##### EXERCISE PASSAGE
Quebec public health director should be more independent, says coroner in report on 1st wave deaths
CBC
The lack of independence granted to Quebec's public health director may have slowed the government response at the beginning of the pandemic, as hundreds were dying in long-term care homes across the province.
Coroner Géhane Kamel published a report Monday following months of inquiry into deaths in seniors' residences, where the pandemic killed more than 5,000 in the spring of 2020.
After hearing testimony from 220 government officials, long-term care home employees, and the loved ones of people who died, Kamel issued 23 recommendations targeting the provincial government, its Health Ministry, local health boards and the Quebec College of Physicians.
One of the report's first recommendations calls on the government to review the role of its public health director so that whoever is in the position can exercise their functions "without political constraints."
The public health director in Quebec is also a deputy health minister, but Kamel wrote that the two roles "are distinct and may not be compatible."
Kamel provided as an example that masks were not mandatory in CHSLDs (Centre d'hébergement de soins de longue durée) at the beginning of the pandemic.
"Would his advice have been the same had he not had to worry about potential stock shortages? I tend to think not. Hence, in my humble opinion, the danger of wearing two hats," Kamel wrote in the report, which can be read online.
##########
TASK LIST —
1 > According to the article on the coroner's report, why does Kamel see a danger in Quebec's public health director also serving as deputy health minister? Answer in one to three sentences.
2 > Retype the part of the article on the coroner's report starting with "Kamel provided as" and going on through "of the pandemic.".
The data here is drawn from a separate source and is not connected to the article on the coroner's report.
##### INFORMATION
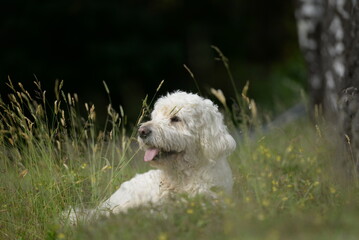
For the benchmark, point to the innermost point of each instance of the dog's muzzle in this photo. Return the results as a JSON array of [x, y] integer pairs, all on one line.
[[144, 132]]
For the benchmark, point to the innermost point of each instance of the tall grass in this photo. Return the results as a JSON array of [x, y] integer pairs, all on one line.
[[54, 156]]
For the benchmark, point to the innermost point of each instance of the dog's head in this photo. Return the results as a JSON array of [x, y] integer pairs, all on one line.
[[184, 127]]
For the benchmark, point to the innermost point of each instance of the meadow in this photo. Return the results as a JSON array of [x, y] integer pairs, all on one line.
[[289, 183]]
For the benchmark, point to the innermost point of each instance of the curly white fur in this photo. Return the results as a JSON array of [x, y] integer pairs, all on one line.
[[188, 143]]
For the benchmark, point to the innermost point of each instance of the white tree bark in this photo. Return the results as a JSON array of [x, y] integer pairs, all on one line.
[[328, 33]]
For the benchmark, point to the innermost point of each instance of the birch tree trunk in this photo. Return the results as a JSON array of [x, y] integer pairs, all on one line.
[[328, 33]]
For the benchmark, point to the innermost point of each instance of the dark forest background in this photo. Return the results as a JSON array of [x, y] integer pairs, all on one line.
[[132, 45]]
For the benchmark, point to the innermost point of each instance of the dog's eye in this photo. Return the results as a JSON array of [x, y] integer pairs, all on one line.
[[175, 119]]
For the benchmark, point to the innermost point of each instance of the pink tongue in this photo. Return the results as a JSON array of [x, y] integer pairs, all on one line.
[[150, 154]]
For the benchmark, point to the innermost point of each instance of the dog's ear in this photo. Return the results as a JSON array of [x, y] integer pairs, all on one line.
[[215, 140]]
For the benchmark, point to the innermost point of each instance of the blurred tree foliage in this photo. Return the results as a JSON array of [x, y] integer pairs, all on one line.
##########
SOLUTIONS IN ORDER —
1 > Kamel wrote that the two roles "are distinct and may not be compatible." As an example, she noted that masks were not mandatory in CHSLDs early in the pandemic. She doubted the director's advice would have been the same had he not had to worry about potential stock shortages.

2 >
Kamel provided as an example that masks were not mandatory in CHSLDs (Centre d'hébergement de soins de longue durée) at the beginning of the pandemic.